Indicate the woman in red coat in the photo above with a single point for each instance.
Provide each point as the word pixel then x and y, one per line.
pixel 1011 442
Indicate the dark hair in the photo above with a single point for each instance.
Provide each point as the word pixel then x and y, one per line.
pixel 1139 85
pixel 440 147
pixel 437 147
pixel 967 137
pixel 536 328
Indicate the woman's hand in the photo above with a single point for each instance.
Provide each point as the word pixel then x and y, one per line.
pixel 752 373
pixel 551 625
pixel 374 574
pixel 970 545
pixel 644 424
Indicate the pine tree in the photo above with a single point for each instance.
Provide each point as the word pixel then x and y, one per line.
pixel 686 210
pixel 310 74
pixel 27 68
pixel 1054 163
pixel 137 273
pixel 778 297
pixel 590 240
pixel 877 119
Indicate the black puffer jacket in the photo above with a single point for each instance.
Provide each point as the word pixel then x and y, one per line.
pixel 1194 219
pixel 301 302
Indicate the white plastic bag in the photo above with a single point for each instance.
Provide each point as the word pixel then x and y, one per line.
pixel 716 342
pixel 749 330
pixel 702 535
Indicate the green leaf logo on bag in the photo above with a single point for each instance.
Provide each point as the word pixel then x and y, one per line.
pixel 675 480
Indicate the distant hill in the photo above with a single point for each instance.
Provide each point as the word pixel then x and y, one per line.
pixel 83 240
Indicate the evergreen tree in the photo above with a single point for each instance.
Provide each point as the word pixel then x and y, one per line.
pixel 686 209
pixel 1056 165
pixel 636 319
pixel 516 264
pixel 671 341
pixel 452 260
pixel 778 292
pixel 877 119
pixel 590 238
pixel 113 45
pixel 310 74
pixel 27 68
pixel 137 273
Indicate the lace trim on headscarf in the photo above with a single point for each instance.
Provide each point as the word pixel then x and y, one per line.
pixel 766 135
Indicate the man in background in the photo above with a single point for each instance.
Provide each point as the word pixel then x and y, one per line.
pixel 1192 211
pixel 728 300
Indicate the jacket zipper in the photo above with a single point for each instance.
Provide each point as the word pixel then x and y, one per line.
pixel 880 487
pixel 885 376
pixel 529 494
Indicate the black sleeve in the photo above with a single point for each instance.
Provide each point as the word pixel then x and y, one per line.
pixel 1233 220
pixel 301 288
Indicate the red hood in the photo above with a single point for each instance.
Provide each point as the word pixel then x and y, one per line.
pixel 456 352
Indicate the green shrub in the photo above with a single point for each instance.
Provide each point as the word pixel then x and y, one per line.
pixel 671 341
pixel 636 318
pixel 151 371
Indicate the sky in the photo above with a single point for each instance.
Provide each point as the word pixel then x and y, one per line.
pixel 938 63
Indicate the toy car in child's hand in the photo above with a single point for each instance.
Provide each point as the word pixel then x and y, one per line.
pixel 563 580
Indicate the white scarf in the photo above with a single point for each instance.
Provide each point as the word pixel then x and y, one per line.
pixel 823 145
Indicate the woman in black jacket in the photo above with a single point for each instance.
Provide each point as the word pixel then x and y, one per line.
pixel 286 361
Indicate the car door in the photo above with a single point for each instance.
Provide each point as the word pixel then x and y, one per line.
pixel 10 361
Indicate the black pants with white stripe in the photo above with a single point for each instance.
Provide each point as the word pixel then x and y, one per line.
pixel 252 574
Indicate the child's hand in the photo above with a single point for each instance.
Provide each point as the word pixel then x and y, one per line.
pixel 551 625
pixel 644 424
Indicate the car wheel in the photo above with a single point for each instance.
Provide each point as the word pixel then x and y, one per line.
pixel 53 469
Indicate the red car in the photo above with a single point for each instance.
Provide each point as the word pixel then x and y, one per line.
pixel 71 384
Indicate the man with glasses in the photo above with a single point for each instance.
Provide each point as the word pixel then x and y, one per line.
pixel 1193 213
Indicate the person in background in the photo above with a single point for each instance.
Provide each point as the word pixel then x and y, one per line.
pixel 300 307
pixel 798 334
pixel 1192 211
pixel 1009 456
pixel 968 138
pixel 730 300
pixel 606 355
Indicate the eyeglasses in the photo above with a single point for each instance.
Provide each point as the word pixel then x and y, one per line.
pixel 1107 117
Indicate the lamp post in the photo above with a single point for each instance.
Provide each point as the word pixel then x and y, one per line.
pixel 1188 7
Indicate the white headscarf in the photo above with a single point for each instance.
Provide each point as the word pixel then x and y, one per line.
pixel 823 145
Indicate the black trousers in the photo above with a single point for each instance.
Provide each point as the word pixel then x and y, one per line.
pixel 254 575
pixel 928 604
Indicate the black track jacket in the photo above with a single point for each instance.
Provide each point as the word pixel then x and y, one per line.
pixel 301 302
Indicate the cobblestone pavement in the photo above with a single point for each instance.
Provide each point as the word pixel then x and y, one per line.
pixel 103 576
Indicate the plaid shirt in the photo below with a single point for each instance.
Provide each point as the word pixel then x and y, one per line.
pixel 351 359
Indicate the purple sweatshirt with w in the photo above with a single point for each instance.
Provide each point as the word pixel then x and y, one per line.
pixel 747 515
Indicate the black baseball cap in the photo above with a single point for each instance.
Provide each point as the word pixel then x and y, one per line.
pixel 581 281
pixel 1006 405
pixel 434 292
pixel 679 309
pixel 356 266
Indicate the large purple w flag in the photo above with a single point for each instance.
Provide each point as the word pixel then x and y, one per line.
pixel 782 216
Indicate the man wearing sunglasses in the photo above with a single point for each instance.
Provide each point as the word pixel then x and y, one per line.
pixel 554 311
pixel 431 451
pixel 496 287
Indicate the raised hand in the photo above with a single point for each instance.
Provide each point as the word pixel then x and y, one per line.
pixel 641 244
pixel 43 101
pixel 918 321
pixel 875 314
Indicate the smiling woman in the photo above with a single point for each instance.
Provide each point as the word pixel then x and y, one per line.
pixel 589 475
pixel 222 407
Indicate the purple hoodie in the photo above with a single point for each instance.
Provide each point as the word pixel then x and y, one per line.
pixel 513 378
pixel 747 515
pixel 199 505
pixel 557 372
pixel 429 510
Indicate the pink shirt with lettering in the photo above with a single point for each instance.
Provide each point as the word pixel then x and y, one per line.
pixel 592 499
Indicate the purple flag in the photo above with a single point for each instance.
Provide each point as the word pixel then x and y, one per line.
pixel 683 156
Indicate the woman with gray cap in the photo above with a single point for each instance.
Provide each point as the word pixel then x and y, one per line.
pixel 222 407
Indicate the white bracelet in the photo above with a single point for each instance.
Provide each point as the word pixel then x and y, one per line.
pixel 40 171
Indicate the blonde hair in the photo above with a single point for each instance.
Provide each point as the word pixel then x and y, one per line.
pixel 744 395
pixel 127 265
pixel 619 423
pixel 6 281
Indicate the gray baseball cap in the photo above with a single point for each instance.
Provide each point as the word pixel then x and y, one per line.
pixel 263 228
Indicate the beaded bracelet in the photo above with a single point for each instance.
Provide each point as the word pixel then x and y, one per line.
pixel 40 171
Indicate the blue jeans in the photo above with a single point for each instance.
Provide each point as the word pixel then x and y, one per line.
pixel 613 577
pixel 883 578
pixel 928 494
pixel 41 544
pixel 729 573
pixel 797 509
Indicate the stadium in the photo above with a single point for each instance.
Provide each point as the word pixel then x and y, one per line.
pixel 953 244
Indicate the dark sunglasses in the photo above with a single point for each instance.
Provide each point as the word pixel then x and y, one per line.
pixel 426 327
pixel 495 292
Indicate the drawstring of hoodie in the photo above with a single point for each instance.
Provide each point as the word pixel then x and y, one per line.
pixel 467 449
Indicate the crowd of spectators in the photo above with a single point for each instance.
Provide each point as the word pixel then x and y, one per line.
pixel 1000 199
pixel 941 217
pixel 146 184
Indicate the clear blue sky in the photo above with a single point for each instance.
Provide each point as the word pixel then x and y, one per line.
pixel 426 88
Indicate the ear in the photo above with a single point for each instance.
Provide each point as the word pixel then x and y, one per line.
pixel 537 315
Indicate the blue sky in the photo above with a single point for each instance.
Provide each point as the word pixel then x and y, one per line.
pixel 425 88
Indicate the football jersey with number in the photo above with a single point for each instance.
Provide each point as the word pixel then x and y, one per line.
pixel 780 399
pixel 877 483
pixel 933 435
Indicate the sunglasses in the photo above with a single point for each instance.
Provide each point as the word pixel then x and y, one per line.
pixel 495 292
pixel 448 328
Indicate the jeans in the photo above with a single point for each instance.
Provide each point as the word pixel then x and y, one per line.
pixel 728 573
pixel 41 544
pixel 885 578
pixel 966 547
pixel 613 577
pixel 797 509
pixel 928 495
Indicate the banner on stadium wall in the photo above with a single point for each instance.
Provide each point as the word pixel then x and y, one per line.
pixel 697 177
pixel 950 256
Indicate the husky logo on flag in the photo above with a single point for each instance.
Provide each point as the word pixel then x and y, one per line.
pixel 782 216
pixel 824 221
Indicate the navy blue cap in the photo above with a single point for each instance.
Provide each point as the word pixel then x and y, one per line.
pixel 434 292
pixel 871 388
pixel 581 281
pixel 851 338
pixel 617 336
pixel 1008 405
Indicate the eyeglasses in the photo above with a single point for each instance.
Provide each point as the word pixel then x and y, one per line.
--
Reproduce the material verbatim, starting at its first line and stopping after the line that contains "pixel 1011 442".

■ **EXPECTED ANSWER**
Indicate the woman in red coat in the photo above with a single point for each instance.
Provide each point as the word pixel then x and y, one per line.
pixel 1011 442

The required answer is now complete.